* _Task prompt_
In the records below, locate the line containing "Target: stone staircase"; output that line and every following line through the last, exactly.

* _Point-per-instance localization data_
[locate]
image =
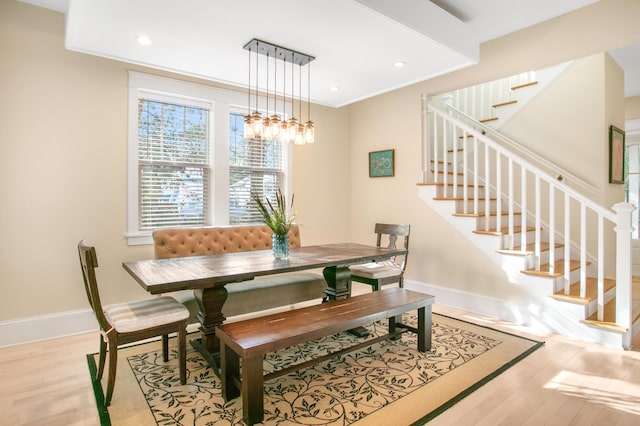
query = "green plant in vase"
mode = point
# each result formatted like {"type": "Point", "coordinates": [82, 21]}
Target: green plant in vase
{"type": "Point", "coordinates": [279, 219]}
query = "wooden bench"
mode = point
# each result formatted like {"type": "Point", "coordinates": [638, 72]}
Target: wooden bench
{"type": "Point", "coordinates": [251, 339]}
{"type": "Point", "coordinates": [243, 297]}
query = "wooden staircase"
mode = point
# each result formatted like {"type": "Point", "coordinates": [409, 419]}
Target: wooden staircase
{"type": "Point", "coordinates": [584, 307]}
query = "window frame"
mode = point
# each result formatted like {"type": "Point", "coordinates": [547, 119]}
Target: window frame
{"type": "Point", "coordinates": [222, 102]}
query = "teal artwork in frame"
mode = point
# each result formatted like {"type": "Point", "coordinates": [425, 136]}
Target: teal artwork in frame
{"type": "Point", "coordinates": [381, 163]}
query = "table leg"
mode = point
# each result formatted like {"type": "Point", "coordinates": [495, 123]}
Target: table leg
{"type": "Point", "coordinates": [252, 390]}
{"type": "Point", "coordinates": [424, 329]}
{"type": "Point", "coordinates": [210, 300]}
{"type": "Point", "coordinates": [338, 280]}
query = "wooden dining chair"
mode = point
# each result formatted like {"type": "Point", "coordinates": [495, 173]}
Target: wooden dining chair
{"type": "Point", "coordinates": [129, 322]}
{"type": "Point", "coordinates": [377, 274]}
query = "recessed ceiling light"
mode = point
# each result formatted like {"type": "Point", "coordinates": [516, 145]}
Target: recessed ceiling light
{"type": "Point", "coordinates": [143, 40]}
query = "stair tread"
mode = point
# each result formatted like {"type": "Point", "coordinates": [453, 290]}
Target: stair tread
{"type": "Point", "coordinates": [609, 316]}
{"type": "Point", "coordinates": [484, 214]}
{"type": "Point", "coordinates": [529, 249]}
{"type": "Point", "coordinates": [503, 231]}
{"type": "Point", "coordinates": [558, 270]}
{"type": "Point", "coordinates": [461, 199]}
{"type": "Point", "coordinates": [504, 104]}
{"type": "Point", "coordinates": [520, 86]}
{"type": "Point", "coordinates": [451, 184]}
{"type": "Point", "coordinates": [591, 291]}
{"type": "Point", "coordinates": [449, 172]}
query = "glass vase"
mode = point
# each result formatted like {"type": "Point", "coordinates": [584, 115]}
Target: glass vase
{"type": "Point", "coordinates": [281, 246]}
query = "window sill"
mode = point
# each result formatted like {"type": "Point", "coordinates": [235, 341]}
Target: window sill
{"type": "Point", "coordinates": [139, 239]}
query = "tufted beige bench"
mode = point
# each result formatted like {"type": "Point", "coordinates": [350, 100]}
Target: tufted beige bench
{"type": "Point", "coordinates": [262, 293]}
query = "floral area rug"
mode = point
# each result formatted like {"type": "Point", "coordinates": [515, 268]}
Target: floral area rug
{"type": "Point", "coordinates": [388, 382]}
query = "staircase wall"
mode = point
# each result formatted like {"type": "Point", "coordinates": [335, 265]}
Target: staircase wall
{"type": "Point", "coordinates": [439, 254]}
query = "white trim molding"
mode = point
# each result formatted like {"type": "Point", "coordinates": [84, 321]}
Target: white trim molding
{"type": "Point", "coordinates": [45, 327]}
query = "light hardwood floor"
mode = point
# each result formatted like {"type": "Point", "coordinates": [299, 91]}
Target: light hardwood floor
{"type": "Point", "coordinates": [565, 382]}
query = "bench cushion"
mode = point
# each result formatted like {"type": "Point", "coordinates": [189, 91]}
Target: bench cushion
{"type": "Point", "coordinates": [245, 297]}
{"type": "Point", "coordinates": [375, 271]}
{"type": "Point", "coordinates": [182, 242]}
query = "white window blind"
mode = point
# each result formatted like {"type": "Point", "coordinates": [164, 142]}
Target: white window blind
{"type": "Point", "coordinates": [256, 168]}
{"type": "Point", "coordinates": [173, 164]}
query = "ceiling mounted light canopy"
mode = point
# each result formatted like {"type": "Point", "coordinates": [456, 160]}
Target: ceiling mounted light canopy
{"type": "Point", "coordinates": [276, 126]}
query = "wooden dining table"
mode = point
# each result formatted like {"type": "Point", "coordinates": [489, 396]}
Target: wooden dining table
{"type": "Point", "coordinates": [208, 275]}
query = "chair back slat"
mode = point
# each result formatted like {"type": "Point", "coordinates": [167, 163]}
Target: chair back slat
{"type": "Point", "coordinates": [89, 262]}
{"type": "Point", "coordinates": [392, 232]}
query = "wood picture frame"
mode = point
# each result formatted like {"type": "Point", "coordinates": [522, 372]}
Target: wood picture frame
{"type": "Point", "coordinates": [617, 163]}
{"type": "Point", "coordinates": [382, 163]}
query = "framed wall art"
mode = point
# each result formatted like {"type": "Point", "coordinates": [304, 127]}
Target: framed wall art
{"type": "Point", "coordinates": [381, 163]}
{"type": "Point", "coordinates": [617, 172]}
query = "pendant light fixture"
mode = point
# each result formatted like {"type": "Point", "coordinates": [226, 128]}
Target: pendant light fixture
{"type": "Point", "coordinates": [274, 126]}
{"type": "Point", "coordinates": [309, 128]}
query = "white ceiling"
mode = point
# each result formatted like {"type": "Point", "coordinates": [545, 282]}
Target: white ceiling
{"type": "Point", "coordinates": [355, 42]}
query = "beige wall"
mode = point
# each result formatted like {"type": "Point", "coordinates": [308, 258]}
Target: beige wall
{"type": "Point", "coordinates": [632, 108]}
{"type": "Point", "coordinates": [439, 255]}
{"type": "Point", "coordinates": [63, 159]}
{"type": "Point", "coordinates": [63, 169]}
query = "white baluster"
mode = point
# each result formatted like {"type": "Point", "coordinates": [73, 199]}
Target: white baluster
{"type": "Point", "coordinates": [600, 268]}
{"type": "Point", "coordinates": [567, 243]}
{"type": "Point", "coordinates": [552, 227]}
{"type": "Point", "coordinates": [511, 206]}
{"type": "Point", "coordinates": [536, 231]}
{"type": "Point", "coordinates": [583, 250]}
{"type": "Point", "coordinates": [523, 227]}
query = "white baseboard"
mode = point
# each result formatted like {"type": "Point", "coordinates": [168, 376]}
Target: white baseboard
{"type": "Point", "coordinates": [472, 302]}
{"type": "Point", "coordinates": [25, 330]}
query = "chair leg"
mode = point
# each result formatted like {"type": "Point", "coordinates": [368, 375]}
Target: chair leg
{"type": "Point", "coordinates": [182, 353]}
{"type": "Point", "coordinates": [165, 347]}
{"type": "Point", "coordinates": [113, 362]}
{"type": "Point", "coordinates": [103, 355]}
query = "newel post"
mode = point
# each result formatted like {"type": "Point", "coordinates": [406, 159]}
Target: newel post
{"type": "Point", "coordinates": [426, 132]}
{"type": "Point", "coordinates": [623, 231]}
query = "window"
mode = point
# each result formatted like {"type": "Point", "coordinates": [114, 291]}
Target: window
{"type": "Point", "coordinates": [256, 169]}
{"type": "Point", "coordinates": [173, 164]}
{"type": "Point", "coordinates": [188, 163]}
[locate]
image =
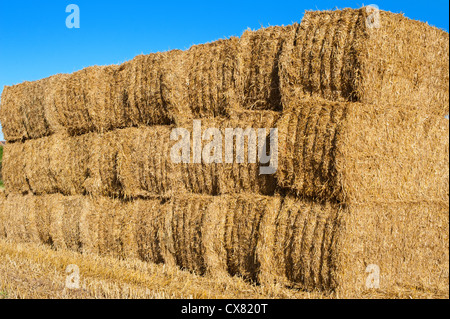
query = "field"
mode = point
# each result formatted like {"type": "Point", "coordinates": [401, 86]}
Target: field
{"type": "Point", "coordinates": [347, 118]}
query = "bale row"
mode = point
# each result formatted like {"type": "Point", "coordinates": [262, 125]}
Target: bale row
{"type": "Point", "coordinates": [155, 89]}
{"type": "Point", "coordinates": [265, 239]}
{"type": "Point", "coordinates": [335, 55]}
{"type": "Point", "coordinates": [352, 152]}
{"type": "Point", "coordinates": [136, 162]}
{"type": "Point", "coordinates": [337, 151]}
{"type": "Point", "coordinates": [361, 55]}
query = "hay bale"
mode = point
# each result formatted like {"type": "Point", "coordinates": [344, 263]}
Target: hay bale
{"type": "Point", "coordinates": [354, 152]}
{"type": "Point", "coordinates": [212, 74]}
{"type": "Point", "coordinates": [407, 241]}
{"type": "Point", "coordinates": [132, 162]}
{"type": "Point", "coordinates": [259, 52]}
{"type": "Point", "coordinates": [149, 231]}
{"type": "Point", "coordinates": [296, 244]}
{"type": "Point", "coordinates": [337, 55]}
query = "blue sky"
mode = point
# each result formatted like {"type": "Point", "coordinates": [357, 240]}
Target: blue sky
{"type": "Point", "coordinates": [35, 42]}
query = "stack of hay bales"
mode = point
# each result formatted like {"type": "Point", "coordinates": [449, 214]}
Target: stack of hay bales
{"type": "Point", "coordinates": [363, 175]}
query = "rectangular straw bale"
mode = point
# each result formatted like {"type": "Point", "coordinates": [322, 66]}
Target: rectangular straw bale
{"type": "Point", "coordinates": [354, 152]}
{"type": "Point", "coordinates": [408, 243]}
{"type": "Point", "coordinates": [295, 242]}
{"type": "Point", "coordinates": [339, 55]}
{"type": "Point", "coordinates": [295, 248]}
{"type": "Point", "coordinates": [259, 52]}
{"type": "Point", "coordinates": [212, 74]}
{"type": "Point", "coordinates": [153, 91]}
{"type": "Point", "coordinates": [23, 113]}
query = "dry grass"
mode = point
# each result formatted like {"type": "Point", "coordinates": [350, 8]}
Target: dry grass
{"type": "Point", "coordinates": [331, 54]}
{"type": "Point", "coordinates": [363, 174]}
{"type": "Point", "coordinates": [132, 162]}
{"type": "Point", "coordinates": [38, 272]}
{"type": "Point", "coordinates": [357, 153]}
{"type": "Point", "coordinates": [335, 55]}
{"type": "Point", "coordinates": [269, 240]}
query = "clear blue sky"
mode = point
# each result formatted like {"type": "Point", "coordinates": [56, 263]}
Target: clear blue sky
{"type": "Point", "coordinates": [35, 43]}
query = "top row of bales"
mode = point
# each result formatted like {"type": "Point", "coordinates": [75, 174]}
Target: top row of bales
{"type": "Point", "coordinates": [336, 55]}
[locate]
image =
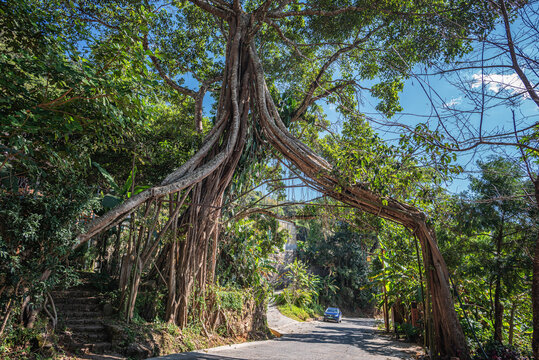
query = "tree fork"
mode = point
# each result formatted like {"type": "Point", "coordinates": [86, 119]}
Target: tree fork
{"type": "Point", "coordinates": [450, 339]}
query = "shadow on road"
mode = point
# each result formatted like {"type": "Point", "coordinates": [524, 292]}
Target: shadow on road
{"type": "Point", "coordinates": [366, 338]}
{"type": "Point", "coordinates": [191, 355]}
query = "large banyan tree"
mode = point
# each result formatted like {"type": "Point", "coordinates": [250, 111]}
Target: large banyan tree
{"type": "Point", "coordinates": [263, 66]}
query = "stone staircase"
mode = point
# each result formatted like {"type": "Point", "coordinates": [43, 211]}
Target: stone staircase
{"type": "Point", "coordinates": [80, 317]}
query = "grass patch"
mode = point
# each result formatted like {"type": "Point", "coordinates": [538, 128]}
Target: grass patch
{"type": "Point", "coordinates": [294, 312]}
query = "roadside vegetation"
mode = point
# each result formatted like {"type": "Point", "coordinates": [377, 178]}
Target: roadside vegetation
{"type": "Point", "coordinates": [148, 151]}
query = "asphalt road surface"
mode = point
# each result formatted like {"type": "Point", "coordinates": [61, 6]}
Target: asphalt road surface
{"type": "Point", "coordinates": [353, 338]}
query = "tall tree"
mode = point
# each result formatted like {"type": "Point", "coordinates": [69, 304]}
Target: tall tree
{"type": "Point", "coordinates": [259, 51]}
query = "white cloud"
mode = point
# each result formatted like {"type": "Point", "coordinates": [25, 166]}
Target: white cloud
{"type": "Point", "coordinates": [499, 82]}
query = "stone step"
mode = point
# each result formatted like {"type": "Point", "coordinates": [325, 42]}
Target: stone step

* _Result below_
Target: stone staircase
{"type": "Point", "coordinates": [80, 317]}
query = "grass patch"
mode = point
# each result formatted like {"type": "Point", "coordinates": [538, 128]}
Target: grass patch
{"type": "Point", "coordinates": [294, 312]}
query = "roadside vegetation"
mode = point
# each result formatted like {"type": "Point", "coordinates": [377, 178]}
Target: roadside vegetation
{"type": "Point", "coordinates": [148, 151]}
query = "asphalt road surface"
mode = point
# each result formatted like {"type": "Point", "coordinates": [61, 6]}
Target: asphalt road surface
{"type": "Point", "coordinates": [353, 338]}
query = "tall tree"
mode = point
# each result formatted like {"type": "Point", "coordinates": [69, 304]}
Target: tall tree
{"type": "Point", "coordinates": [259, 51]}
query = "white cloud"
mode = point
# each result formatted like {"type": "Point", "coordinates": [25, 166]}
Target: white cloud
{"type": "Point", "coordinates": [499, 82]}
query = "stone step"
mode = point
# each result formatted like {"type": "Point", "coordinates": [325, 42]}
Target: stone step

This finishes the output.